• Supplied passage:
This invention relates generally to semiconductor sheets, and more specifically to methods and apparatus for manufacturing semiconductor wafers.
Wafers formed of semiconductor materials are used in a variety of applications and most, if not all, such applications require an increasing number of such wafers. For example, the use of photovoltaic systems has become more common and of greater importance in the production of energy. Moreover, the use of photovoltaic systems is therefore expected to increase dramatically. At least some known photovoltaic systems use a semiconductor substrate, such as a substrate consisting of single crystal or poly-crystalline silicon. However, the use of photovoltaic technology may be limited by the cost of semiconductor wafers used in the photovoltaic systems.
A wide variety of fabrication methods exist for producing semiconductor wafers. In at least one known fabrication method, poly-crystalline silicon wafers for use in solar cells are produced by melting a high-purity material in an inert atmosphere. In such a method, the resulting silicon melt is cooled to form a polycrystalline ingot which is then sliced with a wire saw or an inner diameter blade to produce wafers of a desired thickness and size.
Other known fabrication methods of producing wafers rely on a random nucleation of crystals in the semiconductor material melt. Such methods generally produce low-cost wafers, but because control of the nucleation of the semiconductor material melt is difficult, such wafers are generally of a low quality. Use of low-quality wafers within photovoltaic cells generally lowers the efficiency of such cells. Moreover, because the control of the nucleation of the semiconductor material is difficult, the costs of manufacturing such wafers is generally higher than with other fabrication methods.

• Exercise:
Please retype the part of the passage on semiconductor wafers that begins at the words "Wafers formed of" and stops after "the photovoltaic systems.".

• Listed entries:
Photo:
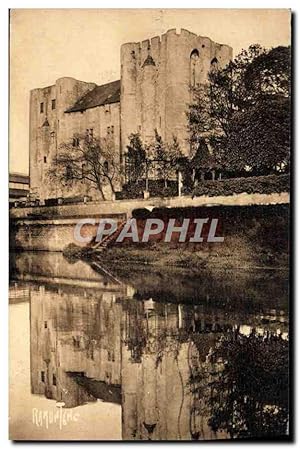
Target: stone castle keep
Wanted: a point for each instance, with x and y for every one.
(153, 93)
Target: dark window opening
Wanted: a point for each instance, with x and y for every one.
(75, 141)
(68, 172)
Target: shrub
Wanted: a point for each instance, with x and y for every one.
(256, 184)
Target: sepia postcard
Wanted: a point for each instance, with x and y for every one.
(149, 181)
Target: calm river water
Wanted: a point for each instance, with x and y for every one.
(137, 354)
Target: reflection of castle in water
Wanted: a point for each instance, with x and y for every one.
(99, 342)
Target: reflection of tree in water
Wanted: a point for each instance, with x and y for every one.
(244, 386)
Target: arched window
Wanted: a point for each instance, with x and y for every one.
(194, 62)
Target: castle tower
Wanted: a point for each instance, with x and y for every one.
(156, 76)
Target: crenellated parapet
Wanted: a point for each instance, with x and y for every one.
(156, 75)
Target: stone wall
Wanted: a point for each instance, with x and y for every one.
(52, 228)
(155, 79)
(50, 127)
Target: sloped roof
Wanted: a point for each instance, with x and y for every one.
(100, 95)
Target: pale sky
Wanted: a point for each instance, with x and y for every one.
(85, 44)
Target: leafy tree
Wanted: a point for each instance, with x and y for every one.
(164, 158)
(86, 159)
(249, 395)
(244, 111)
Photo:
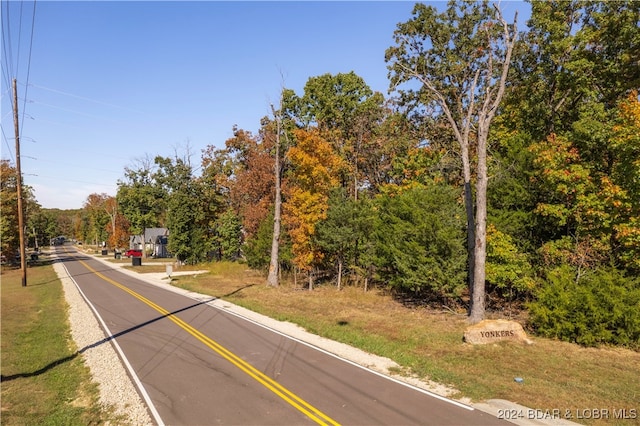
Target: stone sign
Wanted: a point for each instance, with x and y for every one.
(491, 331)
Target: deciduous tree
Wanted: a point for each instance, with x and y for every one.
(460, 59)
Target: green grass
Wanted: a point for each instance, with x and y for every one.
(557, 375)
(40, 369)
(44, 381)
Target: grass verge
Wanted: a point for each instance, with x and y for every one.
(44, 381)
(578, 382)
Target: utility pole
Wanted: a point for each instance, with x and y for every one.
(16, 125)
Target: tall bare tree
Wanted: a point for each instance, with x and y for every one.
(460, 59)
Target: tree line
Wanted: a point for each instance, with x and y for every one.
(502, 171)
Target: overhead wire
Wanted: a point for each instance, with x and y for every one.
(26, 90)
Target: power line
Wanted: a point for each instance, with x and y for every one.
(33, 22)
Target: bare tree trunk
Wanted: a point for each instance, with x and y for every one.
(468, 204)
(272, 279)
(477, 307)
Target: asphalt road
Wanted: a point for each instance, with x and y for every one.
(200, 365)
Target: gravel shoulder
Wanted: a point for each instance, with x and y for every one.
(117, 388)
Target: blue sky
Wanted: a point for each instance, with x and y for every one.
(113, 82)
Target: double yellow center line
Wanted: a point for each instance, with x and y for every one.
(275, 387)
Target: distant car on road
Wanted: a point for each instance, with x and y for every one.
(133, 253)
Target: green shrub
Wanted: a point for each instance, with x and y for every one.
(420, 242)
(602, 307)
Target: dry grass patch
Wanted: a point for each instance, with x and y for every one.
(557, 375)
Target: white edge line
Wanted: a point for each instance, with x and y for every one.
(191, 295)
(124, 359)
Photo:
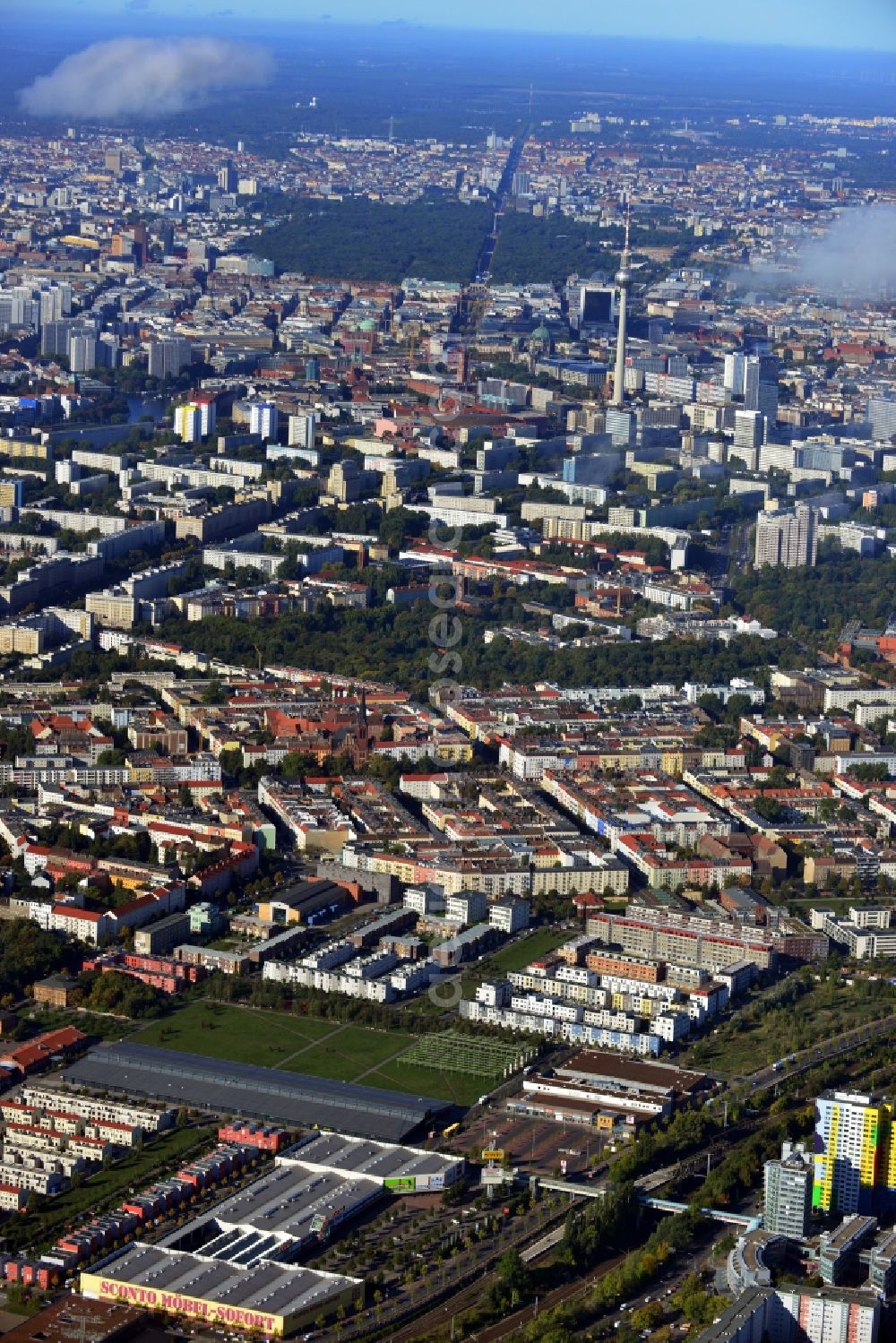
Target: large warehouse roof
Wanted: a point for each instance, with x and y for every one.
(266, 1093)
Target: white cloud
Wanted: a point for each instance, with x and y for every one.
(144, 77)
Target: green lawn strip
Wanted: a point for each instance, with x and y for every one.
(427, 1081)
(349, 1053)
(238, 1034)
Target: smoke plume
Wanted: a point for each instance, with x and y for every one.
(857, 254)
(144, 77)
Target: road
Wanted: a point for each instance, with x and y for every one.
(806, 1058)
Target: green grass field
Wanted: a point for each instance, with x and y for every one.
(349, 1052)
(239, 1034)
(314, 1046)
(516, 955)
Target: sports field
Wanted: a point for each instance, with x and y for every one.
(445, 1066)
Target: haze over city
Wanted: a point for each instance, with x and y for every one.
(447, 673)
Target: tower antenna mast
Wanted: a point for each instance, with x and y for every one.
(624, 285)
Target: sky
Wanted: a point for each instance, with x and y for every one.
(864, 24)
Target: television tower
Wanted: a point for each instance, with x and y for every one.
(624, 285)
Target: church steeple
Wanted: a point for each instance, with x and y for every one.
(362, 747)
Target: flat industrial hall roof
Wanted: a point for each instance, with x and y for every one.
(293, 1098)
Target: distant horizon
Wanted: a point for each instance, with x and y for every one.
(876, 32)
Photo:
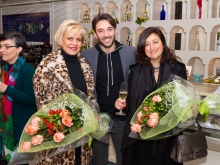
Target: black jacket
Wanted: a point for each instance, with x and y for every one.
(141, 82)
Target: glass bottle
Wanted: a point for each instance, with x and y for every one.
(126, 14)
(114, 17)
(197, 43)
(145, 16)
(162, 13)
(218, 42)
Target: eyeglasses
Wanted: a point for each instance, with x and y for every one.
(6, 47)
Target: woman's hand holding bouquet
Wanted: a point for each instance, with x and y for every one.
(171, 106)
(61, 122)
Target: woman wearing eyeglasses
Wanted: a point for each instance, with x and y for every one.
(16, 88)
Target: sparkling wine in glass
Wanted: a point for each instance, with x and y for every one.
(123, 95)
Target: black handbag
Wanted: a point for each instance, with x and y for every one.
(189, 146)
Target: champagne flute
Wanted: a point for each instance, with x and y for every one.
(123, 94)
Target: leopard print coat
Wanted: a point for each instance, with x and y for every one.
(50, 80)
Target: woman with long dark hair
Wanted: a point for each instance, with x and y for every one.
(155, 63)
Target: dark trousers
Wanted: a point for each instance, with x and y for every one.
(100, 147)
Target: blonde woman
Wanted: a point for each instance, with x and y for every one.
(59, 72)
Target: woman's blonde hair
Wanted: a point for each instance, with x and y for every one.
(66, 26)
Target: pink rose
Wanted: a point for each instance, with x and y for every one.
(58, 137)
(154, 116)
(35, 120)
(31, 129)
(139, 115)
(64, 113)
(25, 146)
(152, 122)
(156, 98)
(67, 121)
(36, 140)
(146, 109)
(136, 128)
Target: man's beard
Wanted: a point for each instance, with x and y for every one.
(105, 46)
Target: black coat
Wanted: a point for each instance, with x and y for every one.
(141, 82)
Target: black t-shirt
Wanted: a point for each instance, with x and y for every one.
(108, 80)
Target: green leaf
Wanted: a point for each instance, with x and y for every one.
(43, 116)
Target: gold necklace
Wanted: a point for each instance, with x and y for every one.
(156, 69)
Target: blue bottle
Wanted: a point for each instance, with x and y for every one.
(162, 13)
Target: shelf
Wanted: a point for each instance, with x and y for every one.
(203, 61)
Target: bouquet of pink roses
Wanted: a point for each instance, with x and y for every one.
(53, 126)
(65, 120)
(166, 111)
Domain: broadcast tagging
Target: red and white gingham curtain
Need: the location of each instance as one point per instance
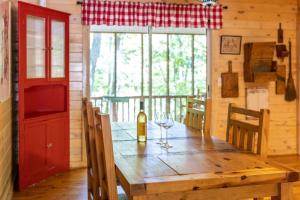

• Solution for this problem:
Wafers formed of semiconductor materials are used in a variety of applications and most, if not all, such applications require an increasing number of such wafers. For example, the use of photovoltaic systems has become more common and of greater importance in the production of energy. Moreover, the use of photovoltaic systems is therefore expected to increase dramatically. At least some known photovoltaic systems use a semiconductor substrate, such as a substrate consisting of single crystal or poly-crystalline silicon. However, the use of photovoltaic technology may be limited by the cost of semiconductor wafers used in the photovoltaic systems.